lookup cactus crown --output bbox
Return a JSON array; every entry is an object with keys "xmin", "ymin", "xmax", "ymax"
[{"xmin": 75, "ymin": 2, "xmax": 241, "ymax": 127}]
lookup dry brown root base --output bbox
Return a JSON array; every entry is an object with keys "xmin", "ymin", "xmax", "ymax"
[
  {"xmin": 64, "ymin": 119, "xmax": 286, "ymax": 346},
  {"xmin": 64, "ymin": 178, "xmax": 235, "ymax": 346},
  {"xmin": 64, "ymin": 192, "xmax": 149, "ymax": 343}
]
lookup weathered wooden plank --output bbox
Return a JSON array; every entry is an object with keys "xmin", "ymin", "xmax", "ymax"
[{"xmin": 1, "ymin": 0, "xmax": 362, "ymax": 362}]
---
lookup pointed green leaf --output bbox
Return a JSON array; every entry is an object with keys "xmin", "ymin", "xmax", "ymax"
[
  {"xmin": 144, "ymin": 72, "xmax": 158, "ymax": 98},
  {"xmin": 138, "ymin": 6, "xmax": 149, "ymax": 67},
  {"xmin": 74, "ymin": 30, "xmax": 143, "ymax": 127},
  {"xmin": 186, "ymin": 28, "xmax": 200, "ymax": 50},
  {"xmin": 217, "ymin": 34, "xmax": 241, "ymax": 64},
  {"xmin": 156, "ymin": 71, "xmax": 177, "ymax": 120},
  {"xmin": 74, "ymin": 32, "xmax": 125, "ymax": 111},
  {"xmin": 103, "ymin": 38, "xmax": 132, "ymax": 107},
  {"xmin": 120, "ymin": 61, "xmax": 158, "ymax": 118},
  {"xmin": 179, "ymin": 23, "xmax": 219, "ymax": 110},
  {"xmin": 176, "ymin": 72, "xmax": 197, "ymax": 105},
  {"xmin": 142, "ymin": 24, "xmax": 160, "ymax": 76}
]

What you need to do:
Your answer should consist of the lines from the line with "lookup cactus crown --output bbox" to the line with "lookup weathered wooden plank --output bbox" above, repeated exactly, both ends included.

The answer:
lookup cactus crown --output bbox
Return a JSON array; every entry is an object with keys "xmin", "ymin", "xmax", "ymax"
[{"xmin": 75, "ymin": 2, "xmax": 241, "ymax": 127}]
lookup dry brown root base --output bbox
Return a JSON array; every entry is an object with keys "xmin", "ymin", "xmax", "ymax"
[
  {"xmin": 64, "ymin": 119, "xmax": 286, "ymax": 346},
  {"xmin": 64, "ymin": 178, "xmax": 235, "ymax": 346},
  {"xmin": 64, "ymin": 192, "xmax": 149, "ymax": 343}
]
lookup weathered wooden plank --output bbox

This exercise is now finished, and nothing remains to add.